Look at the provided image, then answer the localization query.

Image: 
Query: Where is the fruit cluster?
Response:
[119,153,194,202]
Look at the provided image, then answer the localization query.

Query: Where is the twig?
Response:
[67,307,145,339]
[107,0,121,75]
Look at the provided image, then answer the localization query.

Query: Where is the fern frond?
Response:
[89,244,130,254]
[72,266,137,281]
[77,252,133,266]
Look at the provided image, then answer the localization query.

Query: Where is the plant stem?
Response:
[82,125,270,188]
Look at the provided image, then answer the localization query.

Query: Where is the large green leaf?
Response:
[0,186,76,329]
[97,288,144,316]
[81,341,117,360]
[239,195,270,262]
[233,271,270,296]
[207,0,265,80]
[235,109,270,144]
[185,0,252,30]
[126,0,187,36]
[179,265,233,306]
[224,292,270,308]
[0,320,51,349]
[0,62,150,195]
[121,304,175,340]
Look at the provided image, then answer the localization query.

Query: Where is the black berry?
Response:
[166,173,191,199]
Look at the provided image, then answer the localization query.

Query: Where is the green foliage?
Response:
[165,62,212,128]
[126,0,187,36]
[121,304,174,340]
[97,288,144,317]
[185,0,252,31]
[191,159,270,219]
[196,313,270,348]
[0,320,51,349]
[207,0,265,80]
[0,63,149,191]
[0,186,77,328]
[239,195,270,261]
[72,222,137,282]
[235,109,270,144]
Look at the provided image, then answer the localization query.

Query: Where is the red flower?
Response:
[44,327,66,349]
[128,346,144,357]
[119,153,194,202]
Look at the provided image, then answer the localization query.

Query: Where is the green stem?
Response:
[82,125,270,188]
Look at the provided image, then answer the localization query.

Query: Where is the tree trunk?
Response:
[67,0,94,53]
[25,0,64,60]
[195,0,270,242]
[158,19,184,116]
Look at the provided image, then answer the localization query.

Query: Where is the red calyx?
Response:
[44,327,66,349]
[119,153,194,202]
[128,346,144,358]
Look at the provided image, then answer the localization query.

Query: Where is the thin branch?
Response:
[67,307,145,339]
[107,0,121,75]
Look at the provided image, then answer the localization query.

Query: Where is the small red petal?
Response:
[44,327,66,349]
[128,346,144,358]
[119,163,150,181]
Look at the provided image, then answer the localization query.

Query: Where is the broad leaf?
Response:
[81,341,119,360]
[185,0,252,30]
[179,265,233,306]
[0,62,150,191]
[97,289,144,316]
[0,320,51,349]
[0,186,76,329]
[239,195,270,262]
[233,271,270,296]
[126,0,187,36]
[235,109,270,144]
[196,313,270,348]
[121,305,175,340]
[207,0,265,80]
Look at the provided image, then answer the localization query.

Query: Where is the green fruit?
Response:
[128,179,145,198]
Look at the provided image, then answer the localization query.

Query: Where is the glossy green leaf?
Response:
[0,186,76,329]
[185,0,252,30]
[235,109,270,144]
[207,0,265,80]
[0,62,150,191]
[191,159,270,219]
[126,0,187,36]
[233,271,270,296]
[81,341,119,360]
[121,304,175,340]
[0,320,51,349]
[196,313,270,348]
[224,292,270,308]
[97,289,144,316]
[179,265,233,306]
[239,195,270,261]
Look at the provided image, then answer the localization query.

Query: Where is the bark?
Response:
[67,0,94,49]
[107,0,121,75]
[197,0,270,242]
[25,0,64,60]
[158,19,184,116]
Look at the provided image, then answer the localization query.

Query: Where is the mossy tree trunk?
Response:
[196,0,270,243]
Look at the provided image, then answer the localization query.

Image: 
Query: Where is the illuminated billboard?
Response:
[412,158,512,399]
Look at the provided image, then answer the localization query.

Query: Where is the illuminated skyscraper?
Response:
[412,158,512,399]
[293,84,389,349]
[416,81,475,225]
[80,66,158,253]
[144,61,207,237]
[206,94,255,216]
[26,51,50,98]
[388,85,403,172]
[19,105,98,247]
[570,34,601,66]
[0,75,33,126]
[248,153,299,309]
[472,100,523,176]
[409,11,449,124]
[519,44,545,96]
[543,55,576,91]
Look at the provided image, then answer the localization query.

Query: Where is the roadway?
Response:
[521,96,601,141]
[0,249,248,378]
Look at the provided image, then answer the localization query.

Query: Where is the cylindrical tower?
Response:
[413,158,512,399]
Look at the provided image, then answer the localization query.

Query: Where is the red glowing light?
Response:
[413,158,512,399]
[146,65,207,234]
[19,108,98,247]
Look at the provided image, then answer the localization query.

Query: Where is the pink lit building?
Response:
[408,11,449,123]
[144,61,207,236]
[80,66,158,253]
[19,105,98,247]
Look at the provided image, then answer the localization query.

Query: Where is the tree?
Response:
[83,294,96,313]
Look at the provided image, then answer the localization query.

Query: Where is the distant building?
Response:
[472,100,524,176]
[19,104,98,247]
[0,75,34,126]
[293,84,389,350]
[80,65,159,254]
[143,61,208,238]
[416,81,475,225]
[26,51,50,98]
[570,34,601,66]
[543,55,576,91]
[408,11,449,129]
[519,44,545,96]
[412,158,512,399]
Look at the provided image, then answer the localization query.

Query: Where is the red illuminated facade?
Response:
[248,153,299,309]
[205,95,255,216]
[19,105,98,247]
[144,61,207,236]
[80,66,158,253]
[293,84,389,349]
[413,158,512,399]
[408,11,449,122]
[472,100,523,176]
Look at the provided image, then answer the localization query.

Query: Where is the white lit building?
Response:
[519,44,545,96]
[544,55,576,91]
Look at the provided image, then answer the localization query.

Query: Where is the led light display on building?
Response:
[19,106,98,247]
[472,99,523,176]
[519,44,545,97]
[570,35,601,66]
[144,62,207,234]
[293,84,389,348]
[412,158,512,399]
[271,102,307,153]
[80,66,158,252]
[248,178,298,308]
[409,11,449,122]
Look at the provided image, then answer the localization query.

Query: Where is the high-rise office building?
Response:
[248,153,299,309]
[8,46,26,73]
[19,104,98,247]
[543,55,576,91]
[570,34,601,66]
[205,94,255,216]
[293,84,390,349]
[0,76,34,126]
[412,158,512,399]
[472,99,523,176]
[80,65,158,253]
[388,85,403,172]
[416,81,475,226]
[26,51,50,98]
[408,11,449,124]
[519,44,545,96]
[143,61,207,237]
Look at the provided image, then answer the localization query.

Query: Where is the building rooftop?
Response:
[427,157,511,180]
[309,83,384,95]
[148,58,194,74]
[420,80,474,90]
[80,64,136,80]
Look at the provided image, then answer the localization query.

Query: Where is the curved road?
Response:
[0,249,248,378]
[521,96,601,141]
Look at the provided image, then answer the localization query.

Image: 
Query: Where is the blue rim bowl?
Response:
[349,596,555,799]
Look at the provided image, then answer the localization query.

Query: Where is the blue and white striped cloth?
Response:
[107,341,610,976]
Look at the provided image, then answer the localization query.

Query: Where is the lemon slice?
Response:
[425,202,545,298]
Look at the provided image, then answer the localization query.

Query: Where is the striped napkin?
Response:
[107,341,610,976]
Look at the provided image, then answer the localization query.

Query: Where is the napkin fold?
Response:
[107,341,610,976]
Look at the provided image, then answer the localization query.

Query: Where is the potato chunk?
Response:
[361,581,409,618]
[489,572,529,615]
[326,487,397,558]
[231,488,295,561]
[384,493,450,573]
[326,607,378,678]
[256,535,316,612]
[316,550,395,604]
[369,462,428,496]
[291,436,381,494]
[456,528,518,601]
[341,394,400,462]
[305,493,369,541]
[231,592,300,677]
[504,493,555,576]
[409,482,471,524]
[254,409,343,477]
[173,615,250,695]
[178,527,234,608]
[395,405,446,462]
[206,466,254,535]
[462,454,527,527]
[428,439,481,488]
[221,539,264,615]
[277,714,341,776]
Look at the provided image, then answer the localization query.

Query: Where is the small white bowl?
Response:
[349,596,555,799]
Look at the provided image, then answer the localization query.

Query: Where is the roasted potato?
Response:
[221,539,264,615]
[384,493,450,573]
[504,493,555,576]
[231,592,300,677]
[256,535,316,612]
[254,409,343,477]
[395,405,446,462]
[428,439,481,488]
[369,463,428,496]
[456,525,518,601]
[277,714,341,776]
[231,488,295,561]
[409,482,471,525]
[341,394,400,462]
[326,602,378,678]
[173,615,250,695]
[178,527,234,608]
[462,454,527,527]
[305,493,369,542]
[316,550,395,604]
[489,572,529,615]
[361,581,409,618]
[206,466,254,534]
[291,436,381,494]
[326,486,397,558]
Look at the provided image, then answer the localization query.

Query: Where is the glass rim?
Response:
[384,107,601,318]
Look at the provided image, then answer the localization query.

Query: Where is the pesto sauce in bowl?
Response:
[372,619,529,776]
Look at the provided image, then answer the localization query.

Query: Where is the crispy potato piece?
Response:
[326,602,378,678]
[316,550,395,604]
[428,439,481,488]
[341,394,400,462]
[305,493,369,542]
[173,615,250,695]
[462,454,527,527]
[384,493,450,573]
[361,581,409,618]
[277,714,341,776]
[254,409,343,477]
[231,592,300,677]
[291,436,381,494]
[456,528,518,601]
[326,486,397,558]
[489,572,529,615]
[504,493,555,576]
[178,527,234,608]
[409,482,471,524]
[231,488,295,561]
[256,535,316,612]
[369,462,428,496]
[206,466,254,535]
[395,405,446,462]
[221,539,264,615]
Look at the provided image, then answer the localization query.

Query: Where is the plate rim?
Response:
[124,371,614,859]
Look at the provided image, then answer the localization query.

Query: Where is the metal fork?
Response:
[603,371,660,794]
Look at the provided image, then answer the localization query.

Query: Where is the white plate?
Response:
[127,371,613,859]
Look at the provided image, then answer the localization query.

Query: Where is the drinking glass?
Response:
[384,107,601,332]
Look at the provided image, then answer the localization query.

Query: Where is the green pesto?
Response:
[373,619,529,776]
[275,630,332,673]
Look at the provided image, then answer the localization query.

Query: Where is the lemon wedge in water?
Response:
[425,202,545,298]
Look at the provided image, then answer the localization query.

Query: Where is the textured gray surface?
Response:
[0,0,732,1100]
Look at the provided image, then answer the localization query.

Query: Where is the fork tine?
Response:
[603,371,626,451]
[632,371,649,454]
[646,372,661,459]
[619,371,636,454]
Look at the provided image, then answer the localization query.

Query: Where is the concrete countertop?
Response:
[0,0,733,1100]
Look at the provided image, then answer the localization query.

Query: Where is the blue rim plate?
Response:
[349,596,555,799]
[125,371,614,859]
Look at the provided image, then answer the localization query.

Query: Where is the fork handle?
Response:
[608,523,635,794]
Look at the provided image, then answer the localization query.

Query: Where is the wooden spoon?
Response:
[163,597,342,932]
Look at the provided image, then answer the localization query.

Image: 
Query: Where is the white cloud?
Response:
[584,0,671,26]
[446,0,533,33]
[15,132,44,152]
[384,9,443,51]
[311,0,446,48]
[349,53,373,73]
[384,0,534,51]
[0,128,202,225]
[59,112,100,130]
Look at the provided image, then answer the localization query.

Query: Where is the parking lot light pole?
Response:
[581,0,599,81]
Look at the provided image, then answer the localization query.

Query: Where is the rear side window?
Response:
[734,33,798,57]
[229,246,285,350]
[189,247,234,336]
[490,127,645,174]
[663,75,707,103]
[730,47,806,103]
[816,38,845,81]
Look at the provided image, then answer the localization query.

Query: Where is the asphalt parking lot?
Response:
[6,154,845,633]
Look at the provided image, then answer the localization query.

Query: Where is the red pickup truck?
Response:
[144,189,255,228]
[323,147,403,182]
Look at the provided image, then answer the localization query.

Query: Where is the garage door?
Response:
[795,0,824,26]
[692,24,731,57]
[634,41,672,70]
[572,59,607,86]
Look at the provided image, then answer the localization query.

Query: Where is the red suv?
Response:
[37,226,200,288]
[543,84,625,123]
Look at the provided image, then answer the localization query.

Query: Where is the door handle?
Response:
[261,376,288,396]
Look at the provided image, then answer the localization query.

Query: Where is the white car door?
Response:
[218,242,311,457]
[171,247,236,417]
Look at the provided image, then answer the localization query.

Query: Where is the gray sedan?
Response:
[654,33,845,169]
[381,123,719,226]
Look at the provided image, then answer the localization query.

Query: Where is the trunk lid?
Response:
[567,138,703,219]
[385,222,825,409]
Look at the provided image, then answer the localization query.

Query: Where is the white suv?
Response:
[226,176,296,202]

» REQUIREMENT: List every line of the records that contains the word "building".

» THE REPLY:
Query: Where is the pink lit building?
Query: Where is the distant building?
Query: Where is the white lit building?
Query: Where is the led light display on building?
Query: Where is the high-rise office building?
Query: Where is the building rooftop?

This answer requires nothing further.